Já vi pessoas inteligentes discutindo com seriedade o fato de que o Brasil não tenha um prêmio Nobel. Com quantos prêmios Nobels se faz um Pixinguinha? É possível olhar a história do povo brasileiro com justiça e permitir que a inteligência desse povo só se deixe ver por meio de padrões e medidas da parte ocidental e europeia da nossa mistura? Há e sempre existiu inteligência por toda parte no Brasil e nós ainda temos muito que aprender com todas as marcas que essas inteligências deixaram nesse modelo de multiplicidade que é a cultura brasileira. Talvez nós devêssemos criar as regras com as quais podemos ver essa inteligência, alguém dirá, sim, mas nós também podemos ver sem medida e sem regra, podemos senti-la.
Nenhum lenga-lenga teórico ilustra o que eu quero dizer melhor que a literatura. Viva o Povo Brasileiro, João Ubaldo Ribeiro. Permitam que eu resuma o contexto do trecho que eu vou citar, para que vocês o entendam. Depois de ter passados anos sendo educada na cidade, Dafé volta pra casa do vô Leléu no interior. Quer ser professora, quer ensinar os outros. Dafé não é uma menina esnobe, ao contrário, a ideia de que sabe algo e de que pode ensinar os outros não desperta nela nenhum senso de superioridade. Ao voltar para casa após os anos de formação, a criança que queria ser professora e ensinar às crianças do lugar onde morava não encontra pessoas ignorantes e sem conhecimento. Dafé sai para pescar com a mãe, Vevé, famosa pescadora e capitã do barco de pesca Presepeira. E é nesse momento que ela, contemplando a agitação e destreza da mãe e dos pescadores na proa do barco, se deslumbra ao constatar toda a ciência e a sabedoria do seu povo.
Sem conseguir resolver para onde olhar durante todo esse tempo, Dafé se admirou de haver tanta ciência naquela gente comum, se admirou também de nunca ter visto nos livros que pessoas como essas pudessem possuir conhecimentos e habilidades tão bonitos, achou até mesmo a mãe uma desconhecida, misteriosa e distante, em seu saber antes nunca testemunhado. Quantos estudos não haveria ali, como ficavam todos bonitos fazendo ali suas tarefas, agora também ela ia ser pescadora! Até pouquinho, estivera meio convencida, porque ia ser professora e portanto sabia muito mais coisas do que todos eles juntos, mas se via que não era assim. Tinha gente que pescava o peixe, gente que plantava a verdura, gente que fiava o pano, gente que trabalhava a madeira, gente de toda espécie, e tudo isso requeria grande conhecimento e muitas coisas por dentro e por trás desse conhecimento — talvez fosse isto a vida, como ensinava vô Leléu, quanta coisa existia na vida! Que beleza era a vida, cada objeto um mundão com tantas outras coisas ligadas a ele e até um pedaço de pano teve alguém para prestar atenção só nele um dia, até tecê-lo e acabá-lo e cortá-lo, alguém que tinha conhecimentos tão grandes como esses pescadores e navegadores, mas já se viu coisa mais bonita neste mundo do nosso Deus?

+===+

◆ COMPLETE O SEGUINTE
[A] Redigite fielmente o trecho do texto sobre a inteligência do povo brasileiro que começa em "Já vi pessoas" e termina em "regra, podemos senti-la.".
[B] Responda às perguntas abaixo com base no texto sobre a inteligência do povo brasileiro.
(i) Qual obra de João Ubaldo Ribeiro é citada?
(ii) Qual é o nome do barco de pesca de que Vevé é capitã?
(iii) De quem é a casa no interior para onde Dafé volta?
Utilize unicamente o texto como base para as respostas.

+===+

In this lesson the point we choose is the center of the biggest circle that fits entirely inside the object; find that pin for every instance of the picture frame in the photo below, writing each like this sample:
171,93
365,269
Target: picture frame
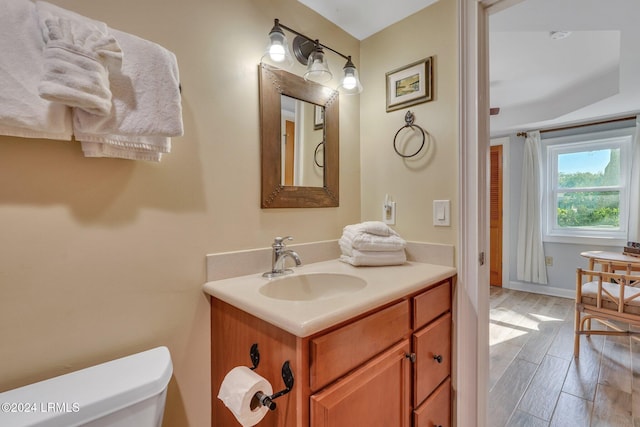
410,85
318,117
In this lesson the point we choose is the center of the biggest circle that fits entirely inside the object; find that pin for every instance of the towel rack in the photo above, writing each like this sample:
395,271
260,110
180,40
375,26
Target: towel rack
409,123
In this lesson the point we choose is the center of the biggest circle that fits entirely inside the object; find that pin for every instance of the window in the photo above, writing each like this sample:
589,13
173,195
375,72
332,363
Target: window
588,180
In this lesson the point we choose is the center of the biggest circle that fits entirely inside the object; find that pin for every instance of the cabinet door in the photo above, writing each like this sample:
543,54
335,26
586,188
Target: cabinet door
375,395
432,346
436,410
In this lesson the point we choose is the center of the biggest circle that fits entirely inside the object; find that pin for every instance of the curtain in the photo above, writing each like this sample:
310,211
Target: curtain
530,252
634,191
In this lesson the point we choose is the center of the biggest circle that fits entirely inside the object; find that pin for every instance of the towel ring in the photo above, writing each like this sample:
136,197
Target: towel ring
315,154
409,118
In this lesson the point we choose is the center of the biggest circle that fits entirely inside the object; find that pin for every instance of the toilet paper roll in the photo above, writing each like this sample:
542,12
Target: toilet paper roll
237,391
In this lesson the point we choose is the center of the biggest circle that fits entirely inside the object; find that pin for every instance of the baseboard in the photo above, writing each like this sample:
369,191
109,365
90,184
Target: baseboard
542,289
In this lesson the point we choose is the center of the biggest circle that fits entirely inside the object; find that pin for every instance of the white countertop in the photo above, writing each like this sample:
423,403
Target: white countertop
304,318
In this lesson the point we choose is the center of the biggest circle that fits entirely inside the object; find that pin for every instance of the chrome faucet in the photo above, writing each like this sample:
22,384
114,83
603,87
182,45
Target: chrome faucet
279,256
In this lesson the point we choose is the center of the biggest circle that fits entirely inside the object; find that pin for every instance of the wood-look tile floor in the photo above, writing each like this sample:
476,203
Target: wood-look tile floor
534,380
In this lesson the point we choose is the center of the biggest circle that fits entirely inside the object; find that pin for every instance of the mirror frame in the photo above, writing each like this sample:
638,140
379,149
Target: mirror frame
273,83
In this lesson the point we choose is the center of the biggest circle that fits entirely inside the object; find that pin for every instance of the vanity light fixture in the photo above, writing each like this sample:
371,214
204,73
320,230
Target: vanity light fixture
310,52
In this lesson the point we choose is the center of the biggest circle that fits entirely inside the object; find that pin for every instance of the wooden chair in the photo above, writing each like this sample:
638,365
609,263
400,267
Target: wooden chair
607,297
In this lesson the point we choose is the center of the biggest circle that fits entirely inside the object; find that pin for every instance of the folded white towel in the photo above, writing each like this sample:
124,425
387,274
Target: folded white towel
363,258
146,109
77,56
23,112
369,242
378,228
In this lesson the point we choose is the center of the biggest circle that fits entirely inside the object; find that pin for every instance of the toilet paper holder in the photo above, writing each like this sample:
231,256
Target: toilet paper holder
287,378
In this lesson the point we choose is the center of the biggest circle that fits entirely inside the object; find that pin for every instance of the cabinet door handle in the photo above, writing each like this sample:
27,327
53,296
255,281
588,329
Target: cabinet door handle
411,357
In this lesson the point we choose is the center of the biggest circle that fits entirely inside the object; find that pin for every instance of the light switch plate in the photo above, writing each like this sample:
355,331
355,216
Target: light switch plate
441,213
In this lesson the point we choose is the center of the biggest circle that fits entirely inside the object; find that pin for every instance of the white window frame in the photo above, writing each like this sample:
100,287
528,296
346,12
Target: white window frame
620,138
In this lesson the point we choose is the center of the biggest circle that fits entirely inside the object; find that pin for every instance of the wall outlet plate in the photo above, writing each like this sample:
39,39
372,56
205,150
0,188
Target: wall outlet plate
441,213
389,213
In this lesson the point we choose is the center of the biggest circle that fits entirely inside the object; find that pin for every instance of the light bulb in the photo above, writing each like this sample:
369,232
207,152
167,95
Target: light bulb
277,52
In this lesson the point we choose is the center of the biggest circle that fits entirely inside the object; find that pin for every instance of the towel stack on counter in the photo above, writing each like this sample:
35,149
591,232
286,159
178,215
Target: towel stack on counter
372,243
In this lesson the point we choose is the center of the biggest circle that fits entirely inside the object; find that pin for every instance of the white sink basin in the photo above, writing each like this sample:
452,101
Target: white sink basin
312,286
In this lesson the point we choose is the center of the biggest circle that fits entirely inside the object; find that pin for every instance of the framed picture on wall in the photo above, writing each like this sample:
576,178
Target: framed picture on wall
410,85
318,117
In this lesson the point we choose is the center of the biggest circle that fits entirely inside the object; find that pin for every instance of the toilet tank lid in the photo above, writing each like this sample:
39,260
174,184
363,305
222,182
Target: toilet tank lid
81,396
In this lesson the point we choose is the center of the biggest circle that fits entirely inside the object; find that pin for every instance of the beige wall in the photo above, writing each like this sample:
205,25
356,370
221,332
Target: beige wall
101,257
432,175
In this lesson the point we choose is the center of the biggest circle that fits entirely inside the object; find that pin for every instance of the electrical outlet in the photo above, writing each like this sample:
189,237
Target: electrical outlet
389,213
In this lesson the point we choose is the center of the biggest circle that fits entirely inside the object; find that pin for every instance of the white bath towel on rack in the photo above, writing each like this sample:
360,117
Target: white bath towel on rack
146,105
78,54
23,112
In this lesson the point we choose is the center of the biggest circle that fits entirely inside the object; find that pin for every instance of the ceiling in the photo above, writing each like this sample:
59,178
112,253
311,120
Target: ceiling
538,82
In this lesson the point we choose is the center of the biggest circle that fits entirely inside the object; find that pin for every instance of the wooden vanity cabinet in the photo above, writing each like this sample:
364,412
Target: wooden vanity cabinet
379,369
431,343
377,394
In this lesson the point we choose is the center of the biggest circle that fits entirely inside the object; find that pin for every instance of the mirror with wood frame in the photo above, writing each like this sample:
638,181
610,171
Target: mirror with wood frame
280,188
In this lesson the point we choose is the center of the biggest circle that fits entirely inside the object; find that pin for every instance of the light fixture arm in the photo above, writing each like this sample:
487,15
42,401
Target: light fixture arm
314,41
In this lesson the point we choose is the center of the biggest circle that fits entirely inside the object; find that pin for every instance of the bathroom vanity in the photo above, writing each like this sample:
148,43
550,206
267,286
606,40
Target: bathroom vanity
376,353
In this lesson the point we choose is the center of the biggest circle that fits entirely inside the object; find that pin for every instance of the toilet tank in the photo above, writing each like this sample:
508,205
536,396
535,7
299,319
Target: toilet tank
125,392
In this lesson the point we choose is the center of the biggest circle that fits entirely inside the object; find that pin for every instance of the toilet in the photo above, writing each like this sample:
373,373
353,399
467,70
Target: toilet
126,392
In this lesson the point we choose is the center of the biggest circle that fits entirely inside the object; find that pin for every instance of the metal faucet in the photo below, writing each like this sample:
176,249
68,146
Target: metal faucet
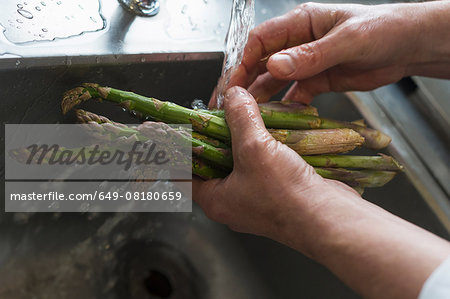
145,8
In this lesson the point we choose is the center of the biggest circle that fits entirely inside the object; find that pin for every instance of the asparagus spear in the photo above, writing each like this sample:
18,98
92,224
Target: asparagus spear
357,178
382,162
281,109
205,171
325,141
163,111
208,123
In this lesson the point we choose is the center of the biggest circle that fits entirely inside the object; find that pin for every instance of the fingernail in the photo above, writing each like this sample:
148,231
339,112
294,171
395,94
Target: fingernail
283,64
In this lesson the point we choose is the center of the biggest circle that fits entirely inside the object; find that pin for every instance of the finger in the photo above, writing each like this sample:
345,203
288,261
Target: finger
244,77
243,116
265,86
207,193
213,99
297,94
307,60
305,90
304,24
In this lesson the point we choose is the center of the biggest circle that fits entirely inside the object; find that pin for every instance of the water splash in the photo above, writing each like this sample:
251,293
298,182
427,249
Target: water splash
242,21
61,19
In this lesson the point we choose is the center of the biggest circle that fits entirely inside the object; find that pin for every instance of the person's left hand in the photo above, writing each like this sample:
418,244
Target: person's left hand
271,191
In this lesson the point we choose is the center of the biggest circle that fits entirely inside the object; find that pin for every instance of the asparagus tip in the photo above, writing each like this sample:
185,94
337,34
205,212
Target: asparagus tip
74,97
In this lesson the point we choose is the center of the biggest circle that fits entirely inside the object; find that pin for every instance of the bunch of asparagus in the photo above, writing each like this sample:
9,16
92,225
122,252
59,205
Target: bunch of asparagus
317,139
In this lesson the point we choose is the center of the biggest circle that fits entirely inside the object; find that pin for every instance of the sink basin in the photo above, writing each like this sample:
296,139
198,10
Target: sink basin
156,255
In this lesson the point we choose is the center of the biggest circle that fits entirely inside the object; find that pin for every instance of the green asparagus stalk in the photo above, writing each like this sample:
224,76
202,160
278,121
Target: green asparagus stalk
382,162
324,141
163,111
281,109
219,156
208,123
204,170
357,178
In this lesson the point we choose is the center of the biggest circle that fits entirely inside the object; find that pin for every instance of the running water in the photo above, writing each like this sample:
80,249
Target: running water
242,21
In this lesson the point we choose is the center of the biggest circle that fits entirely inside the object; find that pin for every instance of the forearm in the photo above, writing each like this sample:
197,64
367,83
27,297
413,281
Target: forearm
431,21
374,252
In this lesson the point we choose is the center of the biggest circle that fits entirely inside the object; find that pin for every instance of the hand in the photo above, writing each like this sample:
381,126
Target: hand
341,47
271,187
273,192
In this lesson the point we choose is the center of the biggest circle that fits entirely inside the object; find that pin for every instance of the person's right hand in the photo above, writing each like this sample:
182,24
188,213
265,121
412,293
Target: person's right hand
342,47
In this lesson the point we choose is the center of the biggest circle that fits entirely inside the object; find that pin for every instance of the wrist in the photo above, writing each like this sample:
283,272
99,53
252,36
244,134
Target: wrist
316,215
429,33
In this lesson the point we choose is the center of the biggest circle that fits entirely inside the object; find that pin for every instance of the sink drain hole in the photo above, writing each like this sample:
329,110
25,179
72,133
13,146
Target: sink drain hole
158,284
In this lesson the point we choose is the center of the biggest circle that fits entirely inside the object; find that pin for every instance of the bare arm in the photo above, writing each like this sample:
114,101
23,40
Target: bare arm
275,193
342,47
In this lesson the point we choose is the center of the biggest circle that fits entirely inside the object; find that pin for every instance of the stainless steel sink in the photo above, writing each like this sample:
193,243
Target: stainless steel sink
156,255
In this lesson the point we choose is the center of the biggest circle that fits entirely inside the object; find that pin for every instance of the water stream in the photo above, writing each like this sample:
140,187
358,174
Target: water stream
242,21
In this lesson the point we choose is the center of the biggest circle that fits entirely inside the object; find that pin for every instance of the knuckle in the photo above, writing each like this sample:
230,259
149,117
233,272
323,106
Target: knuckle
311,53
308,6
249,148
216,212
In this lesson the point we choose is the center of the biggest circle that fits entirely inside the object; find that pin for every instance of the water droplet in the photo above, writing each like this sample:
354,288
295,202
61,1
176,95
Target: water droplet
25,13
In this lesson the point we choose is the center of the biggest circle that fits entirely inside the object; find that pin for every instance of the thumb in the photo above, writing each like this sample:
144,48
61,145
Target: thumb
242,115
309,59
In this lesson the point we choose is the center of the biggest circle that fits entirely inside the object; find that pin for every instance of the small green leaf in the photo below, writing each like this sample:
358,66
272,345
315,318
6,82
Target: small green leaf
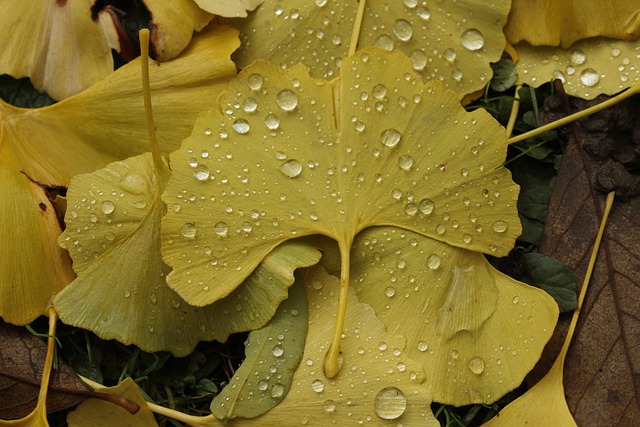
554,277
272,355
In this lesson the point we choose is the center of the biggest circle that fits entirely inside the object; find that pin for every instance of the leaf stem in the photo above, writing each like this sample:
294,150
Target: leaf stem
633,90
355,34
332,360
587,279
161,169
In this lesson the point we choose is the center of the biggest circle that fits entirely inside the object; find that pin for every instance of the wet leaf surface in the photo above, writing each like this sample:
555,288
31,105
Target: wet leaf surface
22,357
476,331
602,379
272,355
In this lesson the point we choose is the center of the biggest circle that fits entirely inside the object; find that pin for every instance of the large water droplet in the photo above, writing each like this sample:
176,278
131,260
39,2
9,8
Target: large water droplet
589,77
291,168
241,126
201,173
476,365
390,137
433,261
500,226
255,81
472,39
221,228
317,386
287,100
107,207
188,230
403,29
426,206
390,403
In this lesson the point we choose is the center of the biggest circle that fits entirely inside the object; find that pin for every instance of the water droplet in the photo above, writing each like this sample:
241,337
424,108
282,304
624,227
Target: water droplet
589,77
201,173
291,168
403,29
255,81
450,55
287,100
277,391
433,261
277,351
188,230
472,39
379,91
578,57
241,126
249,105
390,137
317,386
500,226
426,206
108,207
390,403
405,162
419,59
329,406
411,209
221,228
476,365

+===+

◆ RESPOSTAS POR TAREFA
[A]
Já vi pessoas inteligentes discutindo com seriedade o fato de que o Brasil não tenha um prêmio Nobel. Com quantos prêmios Nobels se faz um Pixinguinha? É possível olhar a história do povo brasileiro com justiça e permitir que a inteligência desse povo só se deixe ver por meio de padrões e medidas da parte ocidental e europeia da nossa mistura? Há e sempre existiu inteligência por toda parte no Brasil e nós ainda temos muito que aprender com todas as marcas que essas inteligências deixaram nesse modelo de multiplicidade que é a cultura brasileira. Talvez nós devêssemos criar as regras com as quais podemos ver essa inteligência, alguém dirá, sim, mas nós também podemos ver sem medida e sem regra, podemos senti-la.

[B]
(i) Viva o Povo Brasileiro.
(ii) Presepeira.
(iii) Do vô Leléu.